§ GOAL OF THE EXERCISE
Replace every "pixel coordinates" in the material with "pixel positions" and write out the rest of the material unchanged, leaving out the pictures.

Source data:
§ §

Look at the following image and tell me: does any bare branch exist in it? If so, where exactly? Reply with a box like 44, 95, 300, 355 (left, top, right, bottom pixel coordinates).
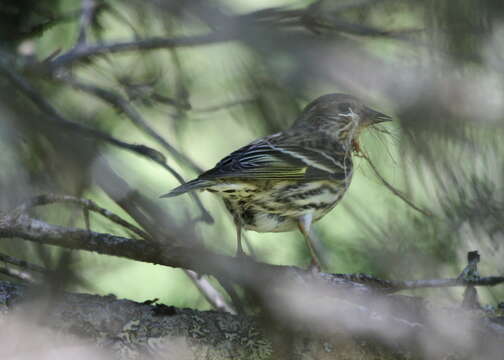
359, 152, 432, 216
75, 0, 96, 47
184, 270, 236, 315
0, 253, 47, 273
16, 194, 150, 240
58, 77, 213, 224
50, 32, 234, 70
0, 266, 38, 284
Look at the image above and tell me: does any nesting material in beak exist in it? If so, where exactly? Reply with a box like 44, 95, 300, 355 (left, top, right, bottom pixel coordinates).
364, 107, 392, 124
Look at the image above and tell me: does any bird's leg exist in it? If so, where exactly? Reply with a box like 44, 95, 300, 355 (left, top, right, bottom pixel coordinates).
235, 220, 246, 257
298, 214, 322, 271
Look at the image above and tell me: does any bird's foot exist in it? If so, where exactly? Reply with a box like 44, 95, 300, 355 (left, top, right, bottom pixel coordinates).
235, 248, 248, 259
308, 259, 322, 274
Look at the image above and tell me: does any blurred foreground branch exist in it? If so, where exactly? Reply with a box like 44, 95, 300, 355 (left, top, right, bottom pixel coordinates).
0, 204, 504, 359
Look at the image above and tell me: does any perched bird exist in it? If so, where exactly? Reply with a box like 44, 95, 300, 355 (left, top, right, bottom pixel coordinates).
162, 94, 391, 269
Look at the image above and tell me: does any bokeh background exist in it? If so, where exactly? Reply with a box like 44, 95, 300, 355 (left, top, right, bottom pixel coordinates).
0, 0, 504, 309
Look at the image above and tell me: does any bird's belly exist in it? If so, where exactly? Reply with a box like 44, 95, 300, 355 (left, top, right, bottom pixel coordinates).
219, 180, 346, 232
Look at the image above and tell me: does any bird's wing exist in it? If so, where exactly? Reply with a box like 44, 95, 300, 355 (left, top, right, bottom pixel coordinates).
199, 137, 352, 180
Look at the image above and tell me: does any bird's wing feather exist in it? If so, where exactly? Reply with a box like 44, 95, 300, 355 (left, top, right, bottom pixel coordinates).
199, 138, 351, 180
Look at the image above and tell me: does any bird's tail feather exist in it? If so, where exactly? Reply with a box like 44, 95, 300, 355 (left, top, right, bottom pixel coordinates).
161, 179, 213, 198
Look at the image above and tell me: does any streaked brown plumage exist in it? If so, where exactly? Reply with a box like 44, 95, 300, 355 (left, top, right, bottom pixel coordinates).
163, 94, 390, 266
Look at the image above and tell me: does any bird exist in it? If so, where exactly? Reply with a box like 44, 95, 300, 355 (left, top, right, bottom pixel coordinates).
161, 93, 392, 271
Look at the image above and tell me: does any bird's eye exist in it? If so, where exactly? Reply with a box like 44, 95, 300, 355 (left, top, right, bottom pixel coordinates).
338, 103, 352, 114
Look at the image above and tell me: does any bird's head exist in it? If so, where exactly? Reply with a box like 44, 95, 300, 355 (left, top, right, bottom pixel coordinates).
296, 94, 392, 138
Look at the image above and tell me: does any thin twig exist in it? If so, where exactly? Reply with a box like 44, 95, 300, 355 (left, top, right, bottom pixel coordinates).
191, 98, 256, 113
184, 270, 236, 315
75, 0, 96, 48
60, 77, 214, 224
16, 194, 150, 240
360, 152, 432, 216
0, 266, 38, 284
0, 61, 199, 205
0, 253, 47, 273
50, 31, 230, 70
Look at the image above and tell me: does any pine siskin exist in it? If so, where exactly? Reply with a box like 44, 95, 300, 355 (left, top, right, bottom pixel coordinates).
162, 94, 391, 269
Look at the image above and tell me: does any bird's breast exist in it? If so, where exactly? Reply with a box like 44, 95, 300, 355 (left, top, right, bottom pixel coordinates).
211, 178, 351, 232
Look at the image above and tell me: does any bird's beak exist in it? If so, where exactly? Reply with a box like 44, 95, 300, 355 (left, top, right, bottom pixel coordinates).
364, 107, 392, 124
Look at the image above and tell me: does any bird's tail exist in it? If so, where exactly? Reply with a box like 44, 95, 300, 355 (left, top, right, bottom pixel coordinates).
160, 179, 214, 198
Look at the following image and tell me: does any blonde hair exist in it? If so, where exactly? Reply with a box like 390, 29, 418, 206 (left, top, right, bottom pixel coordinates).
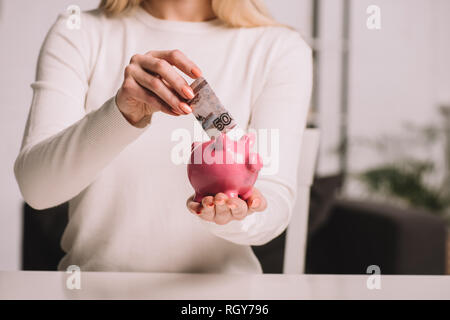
99, 0, 281, 28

§ §

§ EXPECTED ANSWER
Look at the following image and tell me: does any bare branch exist in it? If so, where exactly? Reply with a box like 44, 95, 300, 355 (left, top, right, bottom pixel positions).
359, 152, 432, 216
75, 0, 96, 47
184, 270, 236, 315
0, 253, 47, 273
16, 194, 150, 240
58, 77, 213, 224
50, 32, 234, 70
0, 266, 38, 284
Look at the image above and tell me: does any nesting material in beak exist in it? If so, where exactly? Reply with a box like 44, 95, 300, 355 (left, top, right, bottom pixel positions).
364, 107, 392, 124
Look at the image above and tell me: does any bird's leg exist in it? If so, where exactly? Reply with a box like 44, 95, 300, 355 (left, top, right, bottom pixel positions).
235, 220, 246, 257
298, 214, 322, 271
Look at the image above and tell me: does any bird's foot exist in it? If so, where exactly? Reply with a box like 44, 95, 300, 355 (left, top, right, bottom pixel positions).
235, 248, 248, 259
308, 259, 322, 274
Look at the image above and tell me: does any blurred foreground branch exist in it? If so, where exactly? Reply with a box like 44, 95, 300, 355 (left, top, right, bottom pixel positions).
0, 204, 504, 359
Look at the image above and tell me: does any perched bird exist in it? If so, where exactly? Reply with a box like 44, 95, 300, 355 (left, top, right, bottom pixel positions).
162, 94, 391, 269
Look at the image above and tell me: does any bokeh background exist in it? If so, where exactly? Reply with a box like 44, 95, 300, 355 (left, top, right, bottom pixel positions).
0, 0, 504, 309
Look at the image above and tell me: does any bird's belly exist in it? If so, where exactly? Reply with a box like 44, 95, 300, 355 (left, top, right, bottom pixel positions).
219, 180, 346, 232
Look at the image above and tell me: does any bird's wing exist in it? If so, where exactly? Reply with a box like 44, 95, 300, 355 (left, top, right, bottom pixel positions).
199, 137, 352, 180
Look at the image above and tell me: does any bird's wing feather exist in it? If so, where exactly? Reply with a box like 44, 95, 300, 355 (left, top, right, bottom pixel positions).
199, 138, 351, 180
Look at the image above and tell me: does any bird's tail feather exist in it? If so, where exactly? Reply with a box like 44, 95, 300, 355 (left, top, right, bottom pixel positions).
161, 179, 213, 198
Look at the image above and tell me: does any streaked brown plumage exist in it? If so, where exactly? Reply with a box like 44, 95, 300, 355 (left, top, right, bottom pixel positions).
163, 94, 390, 266
Look at the image above and tell me: does any bird exist in it? If so, where exactly? Reply with a box like 44, 95, 300, 355 (left, top, right, bottom pixel positions).
161, 93, 392, 271
Look at the image above and tell me: does any bird's eye exist in it? If so, where exactly? Reply with a box like 44, 95, 300, 355 (left, top, right, bottom pixel positions).
338, 103, 352, 114
Look at the image above and tell me: does any bird's head exist in it? If so, where exactly? Reply with a box like 44, 95, 300, 355 (left, top, right, bottom pixel positions).
296, 94, 392, 138
Look at the image above and tell me: does any thin twig exist in it? If so, where exactly? Reply with a box like 44, 95, 300, 355 (left, top, right, bottom pixel positions).
191, 98, 256, 113
184, 270, 236, 315
75, 0, 96, 48
60, 77, 214, 224
16, 194, 150, 240
360, 152, 432, 216
0, 266, 38, 284
0, 61, 199, 205
0, 253, 47, 273
50, 31, 230, 70
Look at the image above and tell me: does any pine siskin exist in it? If so, where exactly? Reply with a box like 44, 95, 300, 355 (left, top, right, bottom pixel positions).
162, 94, 391, 269
Look at the image above and tell me: does any bird's breast exist in it? If so, where exactly? Reply with a box like 44, 95, 300, 355 (left, top, right, bottom pixel positions).
211, 178, 351, 232
Look at the image above and tell me: does any bird's beak exist in it? If so, where exactly? Reply with a box like 44, 95, 300, 355 (left, top, right, bottom pixel positions).
364, 107, 392, 124
Look at the image above and tell me: does any bird's tail exist in it? If so, where exactly? Reply with a box like 44, 95, 300, 355 (left, top, right, bottom pixel positions).
160, 179, 214, 198
Look at the following image and tell me: does any blonde hair exist in it? If so, where exactly? Reply with a box like 390, 29, 418, 206 (left, top, right, bottom pixel positions).
99, 0, 281, 28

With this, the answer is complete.